**Instructions**:
(1) Decide whether each statement below agrees with the court opinion, marked (a), (b) and (c). Answer yes or no for each, and quote the exact words of the court opinion that settle it.
(a) The petitioner is liable for a penalty tied to discharge of indebtedness income for 2008.
(b) Generally, the most important factor is how much effort the taxpayer made to assess the proper tax liability.
(c) The petitioner proved that he met at least one of the three requirements for reasonable reliance on an adviser.
(2) Answer these questions from the court opinion, labeling each answer with the same letter:
(a) Why did the petitioner act negligently with respect to the claimed Schedule C and Schedule E deductions?
(b) Which section provides that accuracy-related penalties under section 6662 do not apply when a taxpayer had reasonable cause and acted in good faith?
(c) What is the second prong of the three-prong test for reasonable reliance on an adviser?
(3) Transcribe part of the court opinion word for word. Begin at the words "[*21] for a" and stop after "these three requirements.".

**Selection**:

::::::::::

Respondent has met the burden of production, and petitioner acted negligently, with respect to the claimed Schedule C and Schedule E deductions because he failed to maintain adequate records to substantiate these deductions. [*20] However, respondent has not met the burden of production, and petitioner is therefore not liable, for a penalty resulting from the discharge of indebtedness income respondent determined for 2008. This is in accordance with our previous finding that petitioner had no discharge of indebtedness income for 2008.

Pursuant to section 6664(c)(1), accuracy-related penalties under section 6662 do not apply to any portion of an underpayment for which a taxpayer establishes that he or she: (1) had reasonable cause; and (2) acted in good faith. Dunlap v. Commissioner, T.C. Memo. 2012-126, slip op. at 69. Whether a taxpayer has acted with reasonable cause and in good faith depends on the pertinent facts and circumstances, including efforts to assess the proper tax liability, the taxpayer's knowledge and experience, and the extent to which the taxpayer relied on the advice of a tax professional. Sec. 1.6664-4(b)(1), Income Tax Regs. "Generally, the most important factor is the extent of the taxpayer's effort to assess the taxpayer's proper tax liability." Id.

Although petitioner claims to have followed the advice given to him by his tax adviser, he has made no attempt to establish that the reliance was reasonable. See Freytag v. Commissioner, 89 T.C. 849, 888 (1987), aff'd on another issue, 904 F.2d 1011 (5th Cir. 1990), aff'd, 501 U.S. 868 (1991); sec. 1.6664-4(b)(1), Income Tax Regs. We have previously held that

[*21] for a taxpayer to rely reasonably upon advice so as possibly to negate a section 6662(a) accuracy-related penalty determined by the Commissioner, the taxpayer must prove * * * that the taxpayer meets each requirement of the following three-prong test: (1) The adviser was a competent professional who had sufficient expertise to justify reliance, (2) the taxpayer provided necessary and accurate information to the adviser, and (3) the taxpayer actually relied in good faith on the adviser's judgment.

Neonatology Assocs., P.A. v. Commissioner
, 115 T.C. 43, 99 (2000), aff'd, 299 F.3d 221 (3d Cir. 2002). Petitioner has failed to prove that he satisfied any of these three requirements.

::::::::::

**Stored data**:
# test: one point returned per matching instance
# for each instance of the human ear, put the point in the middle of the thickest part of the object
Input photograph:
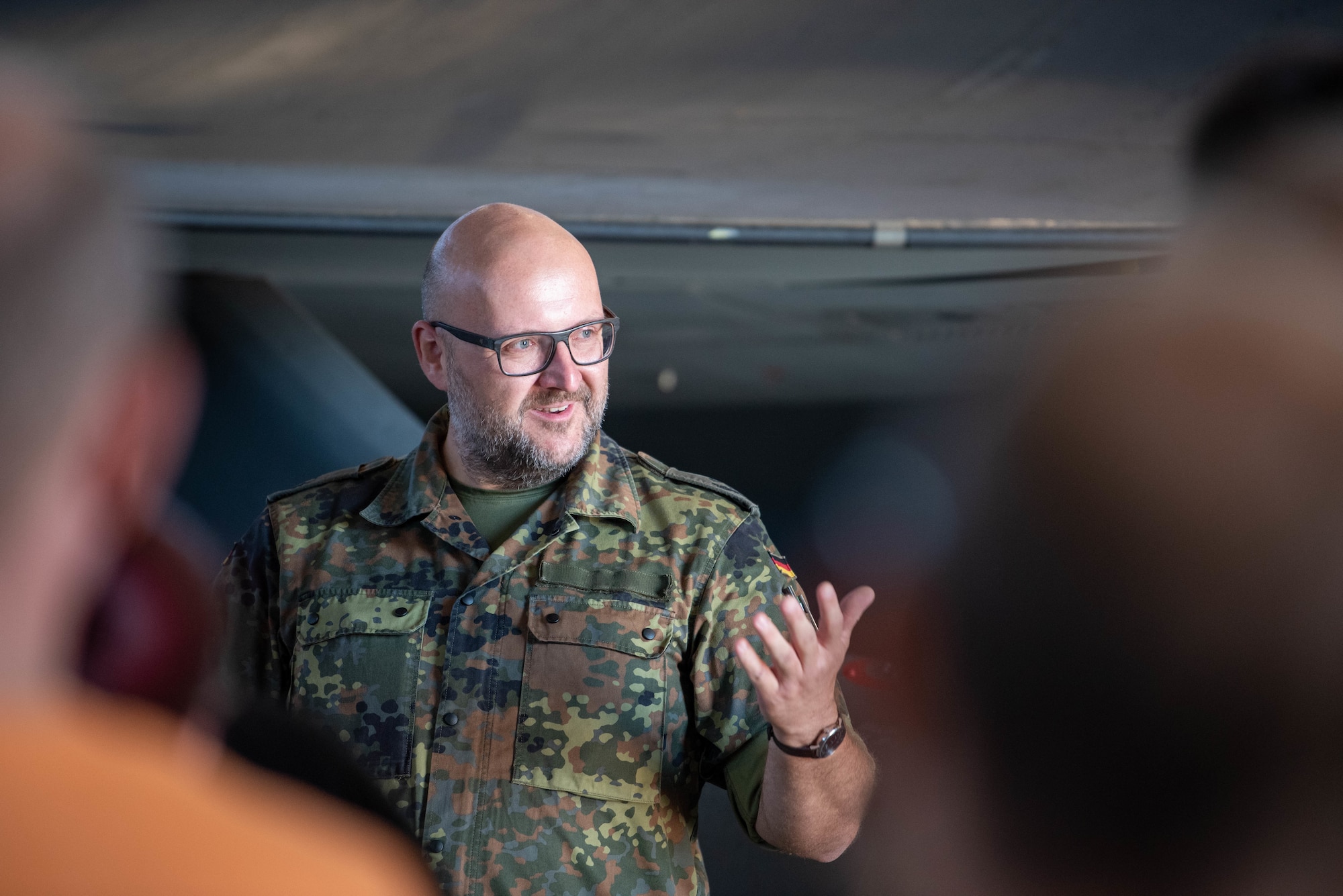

::::::::::

**Worked solutions**:
(1)
(a) No: "respondent has not met the burden of production, and petitioner is therefore not liable, for a penalty resulting from the discharge of indebtedness income respondent determined for 2008"
(b) Yes: "Generally, the most important factor is the extent of the taxpayer's effort to assess the taxpayer's proper tax liability."
(c) No: "Petitioner has failed to prove that he satisfied any of these three requirements."

(2)
(a) He failed to maintain adequate records to substantiate these deductions.
(b) Section 6664(c)(1).
(c) The taxpayer provided necessary and accurate information to the adviser.

(3)
[*21] for a taxpayer to rely reasonably upon advice so as possibly to negate a section 6662(a) accuracy-related penalty determined by the Commissioner, the taxpayer must prove * * * that the taxpayer meets each requirement of the following three-prong test: (1) The adviser was a competent professional who had sufficient expertise to justify reliance, (2) the taxpayer provided necessary and accurate information to the adviser, and (3) the taxpayer actually relied in good faith on the adviser's judgment.

Neonatology Assocs., P.A. v. Commissioner
, 115 T.C. 43, 99 (2000), aff'd, 299 F.3d 221 (3d Cir. 2002). Petitioner has failed to prove that he satisfied any of these three requirements.